Location labeling records

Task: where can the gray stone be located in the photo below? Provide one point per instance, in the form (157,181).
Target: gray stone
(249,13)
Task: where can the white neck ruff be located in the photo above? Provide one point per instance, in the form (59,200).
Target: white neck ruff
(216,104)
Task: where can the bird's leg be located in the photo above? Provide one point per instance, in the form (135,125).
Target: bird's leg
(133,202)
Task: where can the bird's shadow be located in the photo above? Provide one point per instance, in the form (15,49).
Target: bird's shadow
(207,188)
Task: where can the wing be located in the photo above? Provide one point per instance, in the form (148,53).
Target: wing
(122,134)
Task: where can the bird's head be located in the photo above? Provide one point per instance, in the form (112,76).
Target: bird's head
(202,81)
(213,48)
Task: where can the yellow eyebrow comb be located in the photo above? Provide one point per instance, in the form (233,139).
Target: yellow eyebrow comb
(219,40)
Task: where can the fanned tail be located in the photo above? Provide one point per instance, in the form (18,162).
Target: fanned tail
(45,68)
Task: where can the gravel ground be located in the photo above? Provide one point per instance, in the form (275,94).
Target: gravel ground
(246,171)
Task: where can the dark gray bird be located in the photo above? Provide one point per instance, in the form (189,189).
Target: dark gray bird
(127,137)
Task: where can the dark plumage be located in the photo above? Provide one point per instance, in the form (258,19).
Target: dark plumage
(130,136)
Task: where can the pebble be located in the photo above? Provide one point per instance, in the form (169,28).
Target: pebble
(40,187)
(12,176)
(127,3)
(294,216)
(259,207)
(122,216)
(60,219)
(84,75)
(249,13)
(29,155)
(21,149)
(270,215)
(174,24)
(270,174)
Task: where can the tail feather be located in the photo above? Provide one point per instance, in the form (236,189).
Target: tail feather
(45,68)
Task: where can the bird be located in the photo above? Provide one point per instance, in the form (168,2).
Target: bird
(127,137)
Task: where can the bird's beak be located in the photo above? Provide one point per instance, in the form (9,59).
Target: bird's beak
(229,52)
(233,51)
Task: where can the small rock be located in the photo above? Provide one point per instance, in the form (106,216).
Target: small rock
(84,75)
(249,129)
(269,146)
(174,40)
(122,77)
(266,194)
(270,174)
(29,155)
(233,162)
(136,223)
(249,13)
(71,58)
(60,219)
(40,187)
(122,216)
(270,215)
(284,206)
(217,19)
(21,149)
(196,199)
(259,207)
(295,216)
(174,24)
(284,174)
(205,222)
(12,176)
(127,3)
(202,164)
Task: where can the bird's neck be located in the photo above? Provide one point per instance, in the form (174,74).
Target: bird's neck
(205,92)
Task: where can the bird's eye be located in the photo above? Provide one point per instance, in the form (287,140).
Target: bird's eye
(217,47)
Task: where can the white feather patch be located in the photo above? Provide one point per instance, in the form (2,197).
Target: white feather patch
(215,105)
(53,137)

_Short task:_
Reproduce the material above word for word, keeping every line in its original order.

_Result for this task:_
Task: where can the gray stone be located in the photo below? Provide one point per instance, in the form (157,181).
Target: gray stone
(249,13)
Task: where can the white neck ruff be located in the photo above? Provide one point per instance, in the form (59,200).
Target: white neck ruff
(216,104)
Task: where can the bird's leg be located in the photo above? Provide one point per instance, in the form (135,125).
Target: bird's leg
(133,202)
Task: where can the bird's shadow be located in the photo above? Provide one point per instance, in the form (15,49).
Target: bird's shadow
(207,188)
Task: where can the wing be located in the photo above? Provide one point per instance, in the form (148,53).
Target: wing
(122,134)
Task: where can the bird's head be located in the photo above? Provide one point per instance, in the form (112,76).
Target: bird's head
(202,81)
(213,48)
Task: where can the yellow eyebrow comb be located in the photo above? Provide one point per instance, in the form (233,139).
Target: yellow eyebrow comb
(219,40)
Task: where can the fanned tail be located in the photo above? Provide one point per instance, in the form (18,162).
Target: fanned tail
(45,68)
Task: where can the gravel ground be located in the photo above? Provide one point per instance, in the form (275,94).
Target: gravel ground
(246,171)
Task: where can the dark gray bird be located in the photo above? Provide one point per instance, in the form (189,189).
Target: dark gray bird
(127,137)
Task: where can the dark plumage be located in the photo above? Provide one point per instance, in the form (258,19).
Target: dark plumage
(130,136)
Task: where can the pebble be located in the photo above? Provide one point per instance, in the form (169,28).
Target: pebble
(40,187)
(12,176)
(127,3)
(294,216)
(259,207)
(122,216)
(60,219)
(84,75)
(249,13)
(29,155)
(21,149)
(270,215)
(174,24)
(270,174)
Task: where can the tail feather be located in the photo above? Provide one point per instance, in the form (236,189).
Target: tail feather
(45,68)
Task: where can the bird be located in the photo above? Provide one point per instance, in the form (168,2).
Target: bird
(127,137)
Task: where can the bird's beak be located in the photo above? Provide one point per instance, in the form (9,59).
Target: bird's beak
(229,52)
(233,51)
Task: where can the small rock be located in the photo above? Provide one point per instance, in the form (106,216).
Target: small rock
(84,75)
(249,129)
(269,146)
(174,40)
(122,77)
(266,194)
(270,174)
(29,155)
(233,162)
(136,223)
(249,13)
(71,58)
(60,219)
(40,187)
(122,216)
(270,215)
(284,206)
(217,19)
(21,149)
(196,199)
(259,207)
(295,216)
(174,24)
(284,174)
(205,222)
(12,176)
(127,3)
(202,164)
Task: where can the bird's neck be located in the photo above? Provide one point per instance, in the form (174,74).
Target: bird's neck
(205,92)
Task: where can the bird's eye be located in the photo above? Provide one point per instance, in the form (287,140).
Target: bird's eye
(217,47)
Task: where can the white feather patch be located in the photo above? Provide one point per instance, in the form (2,197).
Target: white feather patch
(215,105)
(53,137)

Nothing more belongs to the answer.